** start of Recorded information **
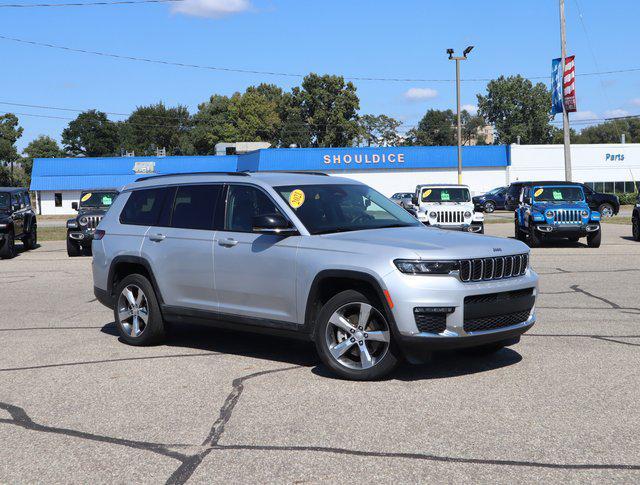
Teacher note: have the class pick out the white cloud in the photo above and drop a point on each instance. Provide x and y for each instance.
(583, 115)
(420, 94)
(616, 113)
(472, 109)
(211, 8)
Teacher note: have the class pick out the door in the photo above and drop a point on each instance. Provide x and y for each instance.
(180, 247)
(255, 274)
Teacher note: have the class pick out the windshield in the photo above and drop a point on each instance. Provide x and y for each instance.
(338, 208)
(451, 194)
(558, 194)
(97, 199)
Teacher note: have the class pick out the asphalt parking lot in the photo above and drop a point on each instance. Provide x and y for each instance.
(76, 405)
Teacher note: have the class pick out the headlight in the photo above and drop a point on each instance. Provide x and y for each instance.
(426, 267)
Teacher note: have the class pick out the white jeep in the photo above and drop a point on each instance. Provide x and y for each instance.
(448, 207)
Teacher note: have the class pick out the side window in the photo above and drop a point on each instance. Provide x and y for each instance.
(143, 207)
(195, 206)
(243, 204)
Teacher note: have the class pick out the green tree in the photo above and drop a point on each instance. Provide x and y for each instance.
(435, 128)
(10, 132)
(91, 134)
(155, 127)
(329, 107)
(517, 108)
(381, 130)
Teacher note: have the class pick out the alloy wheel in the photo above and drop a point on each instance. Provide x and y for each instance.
** end of Recorded information **
* **What the exercise asks**: Write out every line of the items above again, teacher notes included and left unchanged, but scale each x and y coordinate in the answers by 1.85, rounding to whole numbers with halves rounded up. Leave the pictures out.

* **Problem solution**:
Teacher note: have the class pick out the white cloud in the photo above and drop a point on each instance. Provide x and y for each instance.
(1079, 213)
(777, 174)
(1140, 209)
(873, 202)
(390, 15)
Teacher note: have the class pick out the door in the photo above and drop a point on each instance. Provide x and y for each instance.
(333, 457)
(472, 507)
Teacher note: have the class pick out the windshield in the photo above and drop a point on each instance. Provide x and y for each instance.
(625, 385)
(834, 359)
(1032, 359)
(179, 368)
Teacher note: have the class pick out the asphalt parking lot in the photo above and drop a point on each instance. Provide x and y for each instance.
(141, 749)
Teacher note: have the class pick out the headlight in the photo above and drop a point on each instance. Provide x and y for each instance.
(788, 494)
Teacher note: have the class pick out the white jeep in the photo above and drop a point on each instance. Provide x and y for each instance.
(829, 383)
Teacher note: have the class pick out the side window in the photo above and drop a point on each instance. Provide x and y for each instance.
(265, 383)
(361, 381)
(450, 377)
Teacher note: have the class pick out the green tree in the photo above and drop a point on each instance. Provide x and y for each instance.
(805, 237)
(19, 244)
(168, 248)
(287, 235)
(609, 198)
(956, 200)
(705, 241)
Teacher note: have the class pick out the alloy wheel in the photo above and drop a point on each instance. Provide x and y for each instance.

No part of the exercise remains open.